Request:
Write out again every line from the one containing "backpack and produce a box around each." through the last line of the entries, both ends included and the requests too, adding 14 to each bounding box coordinate.

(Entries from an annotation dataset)
┏━━
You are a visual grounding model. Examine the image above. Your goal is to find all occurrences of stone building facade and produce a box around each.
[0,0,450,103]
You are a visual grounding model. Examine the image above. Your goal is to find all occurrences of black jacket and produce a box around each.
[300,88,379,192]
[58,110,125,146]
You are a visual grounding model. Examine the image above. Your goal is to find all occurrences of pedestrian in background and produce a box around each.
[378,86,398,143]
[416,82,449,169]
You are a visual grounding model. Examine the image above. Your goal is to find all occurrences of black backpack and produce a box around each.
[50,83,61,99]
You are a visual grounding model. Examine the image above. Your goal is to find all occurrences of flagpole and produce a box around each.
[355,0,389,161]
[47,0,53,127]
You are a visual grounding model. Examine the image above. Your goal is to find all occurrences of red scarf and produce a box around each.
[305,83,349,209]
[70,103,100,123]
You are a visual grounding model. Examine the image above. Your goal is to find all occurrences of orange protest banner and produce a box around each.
┗━━
Response to the task:
You are a visual grounding model. Examine the image above. Your goal is to find all occurrences of black backpack and produce a box around each.
[64,97,75,113]
You are a visual grounding model. Examine the image above. Your goal is to find all occurrences of flagpole and produce a box around each.
[369,14,403,175]
[61,14,67,141]
You are a visual grounding model. Examine the image above. Your goal is to find all occurrences of red scarf and produce a box around each.
[319,97,363,223]
[84,117,114,137]
You are a visual grounding model. Examine the image above. Your goal is to find all occurrences of orange protest banner and produce a box around each.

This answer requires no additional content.